Region labeling material
— start —

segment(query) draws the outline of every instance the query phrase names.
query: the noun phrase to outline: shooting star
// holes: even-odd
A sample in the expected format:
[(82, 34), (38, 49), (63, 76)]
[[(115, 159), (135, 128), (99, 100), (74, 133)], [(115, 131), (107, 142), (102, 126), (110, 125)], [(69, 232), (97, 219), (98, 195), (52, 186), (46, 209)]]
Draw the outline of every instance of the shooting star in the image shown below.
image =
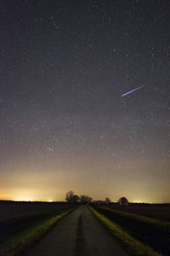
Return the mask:
[(133, 90), (129, 90), (129, 91), (128, 91), (128, 92), (122, 94), (121, 96), (122, 96), (122, 97), (124, 97), (125, 96), (127, 96), (127, 95), (128, 95), (128, 94), (130, 94), (130, 93), (132, 93), (132, 92), (133, 92), (133, 91), (135, 91), (135, 90), (139, 90), (139, 89), (140, 89), (140, 88), (142, 88), (142, 87), (144, 87), (144, 85), (141, 85), (141, 86), (139, 86), (139, 87), (138, 87), (138, 88), (136, 88), (136, 89), (133, 89)]

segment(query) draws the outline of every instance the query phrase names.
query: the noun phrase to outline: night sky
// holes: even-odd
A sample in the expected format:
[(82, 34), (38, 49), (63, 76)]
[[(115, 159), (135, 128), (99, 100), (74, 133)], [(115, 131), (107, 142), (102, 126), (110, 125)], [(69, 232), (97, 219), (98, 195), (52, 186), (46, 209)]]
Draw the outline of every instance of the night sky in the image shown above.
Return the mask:
[(0, 6), (0, 199), (169, 202), (170, 2)]

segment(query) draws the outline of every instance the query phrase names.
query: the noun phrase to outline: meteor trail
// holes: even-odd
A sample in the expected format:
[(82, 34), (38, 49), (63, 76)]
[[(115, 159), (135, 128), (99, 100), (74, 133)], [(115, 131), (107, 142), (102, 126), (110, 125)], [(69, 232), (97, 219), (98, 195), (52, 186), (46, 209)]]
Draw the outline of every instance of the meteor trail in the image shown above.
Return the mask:
[(129, 91), (128, 91), (128, 92), (122, 94), (121, 96), (122, 96), (122, 97), (124, 97), (125, 96), (127, 96), (127, 95), (128, 95), (128, 94), (130, 94), (130, 93), (132, 93), (132, 92), (133, 92), (133, 91), (135, 91), (135, 90), (139, 90), (139, 89), (140, 89), (140, 88), (142, 88), (142, 87), (144, 87), (144, 85), (141, 85), (141, 86), (139, 86), (139, 87), (138, 87), (138, 88), (136, 88), (136, 89), (133, 89), (133, 90), (129, 90)]

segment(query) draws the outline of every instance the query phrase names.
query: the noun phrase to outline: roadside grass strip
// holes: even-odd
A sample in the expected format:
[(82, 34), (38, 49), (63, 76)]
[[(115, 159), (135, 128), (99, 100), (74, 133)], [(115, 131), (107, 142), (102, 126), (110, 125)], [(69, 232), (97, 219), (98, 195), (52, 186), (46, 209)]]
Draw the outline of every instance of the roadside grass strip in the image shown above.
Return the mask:
[(60, 212), (55, 216), (36, 222), (35, 224), (26, 230), (14, 235), (0, 246), (0, 256), (22, 255), (25, 250), (40, 241), (60, 219), (76, 208), (67, 209), (62, 212)]
[(162, 256), (163, 254), (154, 251), (150, 247), (142, 243), (139, 240), (130, 236), (123, 230), (118, 224), (110, 221), (108, 218), (96, 211), (94, 207), (89, 207), (94, 216), (101, 224), (110, 231), (110, 233), (120, 241), (130, 255), (134, 256)]
[(170, 255), (170, 223), (143, 217), (134, 213), (110, 209), (107, 207), (94, 207), (110, 221), (119, 224), (133, 237), (165, 255)]

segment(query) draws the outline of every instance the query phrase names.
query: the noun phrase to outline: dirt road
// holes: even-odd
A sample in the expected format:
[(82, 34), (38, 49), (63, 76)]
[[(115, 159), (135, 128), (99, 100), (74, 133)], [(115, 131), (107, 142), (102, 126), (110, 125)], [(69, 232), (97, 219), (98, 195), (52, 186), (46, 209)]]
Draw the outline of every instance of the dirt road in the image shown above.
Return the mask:
[(26, 256), (127, 256), (82, 206), (63, 218)]

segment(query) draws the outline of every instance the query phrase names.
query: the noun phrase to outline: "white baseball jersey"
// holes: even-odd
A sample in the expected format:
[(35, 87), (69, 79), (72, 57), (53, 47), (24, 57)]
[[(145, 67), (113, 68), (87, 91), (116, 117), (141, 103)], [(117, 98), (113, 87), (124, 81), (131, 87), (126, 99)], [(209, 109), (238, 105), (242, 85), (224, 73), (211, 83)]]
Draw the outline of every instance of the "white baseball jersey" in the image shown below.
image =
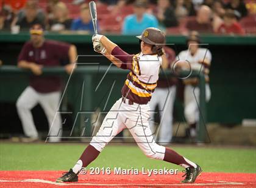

— end —

* Brief *
Revise all of the material above so that every "Return the mask" reads "Output the polygon", with everything else left as it is. Omit the pictures from your version.

* In response *
segment(query) draws the outline of every instance the query phrase names.
query: the noun phrase to outline: shooting star
// holes: even-odd
A sample in the expected format:
[(82, 34), (38, 49), (63, 76)]
[[(115, 159), (135, 128), (99, 100), (74, 133)], [(115, 131), (107, 142), (102, 126), (110, 125)], [(69, 232), (97, 219), (98, 195), (52, 186), (46, 209)]]
Draw the outline of every instance of the shooting star in the image shown below.
image =
Output the polygon:
[(133, 90), (129, 90), (129, 91), (128, 91), (128, 92), (122, 94), (121, 96), (122, 96), (122, 97), (124, 97), (125, 96), (127, 96), (127, 95), (128, 95), (128, 94), (130, 94), (130, 93), (132, 93), (132, 92), (133, 92), (133, 91), (135, 91), (135, 90), (139, 90), (139, 89), (140, 89), (140, 88), (142, 88), (142, 87), (144, 87), (144, 85), (141, 85), (141, 86), (139, 86), (139, 87), (138, 87), (138, 88), (136, 88), (136, 89), (133, 89)]

segment(query) draws the outline of every instance the query phrase names.
query: the noun phrase to outline: night sky
// holes: even-odd
A sample in the expected format:
[(82, 34), (38, 49), (63, 76)]
[[(115, 159), (135, 128), (99, 100), (74, 133)], [(115, 131), (107, 142), (102, 126), (110, 125)], [(69, 232), (97, 219), (98, 195), (52, 186), (46, 209)]]
Draw the outline of every instance of the night sky in the image shown above.
Output the polygon:
[(0, 6), (0, 199), (169, 202), (170, 2)]

segment(query) draws the outline of every instance the query phrase names.
query: the noun phrase to outline: meteor trail
// holes: even-odd
A sample in the expected format:
[(82, 34), (38, 49), (63, 76)]
[[(115, 159), (135, 128), (99, 100), (74, 133)], [(115, 131), (107, 142), (102, 126), (110, 125)], [(69, 232), (97, 219), (98, 195), (52, 186), (46, 209)]]
Draw the outline of every instance of the meteor trail in the image shown above.
Output the polygon:
[(129, 91), (128, 91), (128, 92), (122, 94), (121, 96), (122, 96), (122, 97), (124, 97), (125, 96), (127, 96), (127, 95), (128, 95), (128, 94), (130, 94), (130, 93), (132, 93), (132, 92), (133, 92), (133, 91), (135, 91), (135, 90), (139, 90), (139, 89), (140, 89), (140, 88), (142, 88), (142, 87), (144, 87), (144, 85), (141, 85), (141, 86), (139, 86), (139, 87), (138, 87), (138, 88), (136, 88), (136, 89), (133, 89), (133, 90), (129, 90)]

segment(query) draws the outline of every instance the query phrase names.
query: the noun phrase to outline: roadside grass strip
// holes: even-odd
A sample in the expected format:
[(82, 34), (38, 49), (63, 76)]
[[(115, 159), (135, 128), (99, 100), (74, 133)], [(115, 131), (107, 142), (102, 126), (110, 125)], [(69, 232), (97, 219), (98, 195), (52, 186), (46, 209)]]
Draw the outline of every instance of the roadside grass strip in the image shown above.
Output the polygon:
[(60, 212), (55, 216), (36, 222), (35, 224), (26, 230), (14, 235), (0, 246), (0, 256), (22, 255), (25, 250), (40, 241), (60, 219), (76, 208), (67, 209), (62, 212)]
[(162, 256), (163, 254), (154, 251), (150, 247), (142, 243), (139, 240), (130, 236), (123, 230), (118, 224), (110, 221), (108, 218), (96, 211), (94, 207), (89, 207), (94, 216), (101, 224), (110, 231), (110, 233), (120, 241), (130, 255), (134, 256)]
[(170, 255), (170, 223), (143, 217), (134, 213), (110, 209), (107, 207), (94, 207), (110, 221), (119, 224), (133, 237), (165, 255)]

segment(query) draws the outline of every instance the query phrase names.
query: the noun phrase to outline: dirt road
// holes: even-odd
A sample in the expected format:
[(82, 34), (38, 49), (63, 76)]
[[(115, 159), (135, 128), (99, 100), (74, 133)], [(115, 131), (107, 142), (102, 126), (110, 125)], [(69, 232), (97, 219), (98, 195), (52, 186), (46, 209)]]
Draw the outline of every instance of the dirt road in the image shown above.
Output the polygon:
[(26, 256), (127, 256), (82, 206), (63, 218)]

segment(query) draws the outline of every instance the query phrase names.
query: the noun phrase to outline: "white baseball jersey"
// holes: even-odd
A sample in the expected format:
[(35, 87), (69, 79), (72, 57), (53, 47), (24, 57)]
[[(145, 67), (113, 68), (87, 91), (116, 117), (141, 103)], [(117, 98), (113, 87), (124, 81), (131, 87), (126, 99)], [(209, 109), (238, 105), (242, 85), (224, 73), (211, 83)]]
Draw the outline of every instance of the "white baseball jersey" in the image shown below.
image =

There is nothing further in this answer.